> _EXERCISE GOAL_
Pick out every line in the entries below that contains the word "certificate" and copy each one.

▬▬▬▬▬▬▬▬▬▬

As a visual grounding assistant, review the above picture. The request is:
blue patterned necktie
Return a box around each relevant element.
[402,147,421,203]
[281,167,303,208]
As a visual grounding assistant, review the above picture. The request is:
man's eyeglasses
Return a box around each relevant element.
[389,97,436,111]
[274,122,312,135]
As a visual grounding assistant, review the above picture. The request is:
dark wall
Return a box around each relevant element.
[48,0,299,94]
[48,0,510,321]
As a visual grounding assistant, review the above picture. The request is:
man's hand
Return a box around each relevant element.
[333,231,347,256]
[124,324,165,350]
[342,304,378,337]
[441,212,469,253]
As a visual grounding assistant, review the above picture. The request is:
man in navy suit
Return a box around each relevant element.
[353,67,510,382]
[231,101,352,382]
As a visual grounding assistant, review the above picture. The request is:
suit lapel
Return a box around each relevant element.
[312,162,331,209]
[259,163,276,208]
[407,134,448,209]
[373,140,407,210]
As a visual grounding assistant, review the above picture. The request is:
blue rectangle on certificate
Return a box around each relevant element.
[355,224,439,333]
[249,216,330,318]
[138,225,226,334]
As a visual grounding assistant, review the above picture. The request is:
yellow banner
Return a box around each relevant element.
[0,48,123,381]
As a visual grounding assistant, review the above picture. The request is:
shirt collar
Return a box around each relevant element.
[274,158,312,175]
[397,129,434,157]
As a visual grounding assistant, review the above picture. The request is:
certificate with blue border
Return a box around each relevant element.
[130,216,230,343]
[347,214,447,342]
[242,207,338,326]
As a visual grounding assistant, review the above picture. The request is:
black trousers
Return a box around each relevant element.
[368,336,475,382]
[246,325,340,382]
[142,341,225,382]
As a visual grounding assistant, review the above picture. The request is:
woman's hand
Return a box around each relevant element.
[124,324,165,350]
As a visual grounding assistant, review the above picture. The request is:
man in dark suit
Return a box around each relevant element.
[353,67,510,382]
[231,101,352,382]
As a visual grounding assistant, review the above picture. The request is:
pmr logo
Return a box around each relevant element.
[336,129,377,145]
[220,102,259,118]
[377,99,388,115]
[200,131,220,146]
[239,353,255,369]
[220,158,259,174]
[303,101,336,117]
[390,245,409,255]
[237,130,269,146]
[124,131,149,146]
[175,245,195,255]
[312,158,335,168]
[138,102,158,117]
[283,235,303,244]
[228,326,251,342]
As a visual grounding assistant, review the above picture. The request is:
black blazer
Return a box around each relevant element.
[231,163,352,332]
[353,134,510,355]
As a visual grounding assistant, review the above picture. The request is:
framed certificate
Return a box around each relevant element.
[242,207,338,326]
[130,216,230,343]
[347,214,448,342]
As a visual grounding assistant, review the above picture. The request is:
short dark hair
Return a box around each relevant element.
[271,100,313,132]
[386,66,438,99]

▬▬▬▬▬▬▬▬▬▬

> _COMPLETE RESPONSE_
blue rectangle on certificate
certificate with blue border
framed certificate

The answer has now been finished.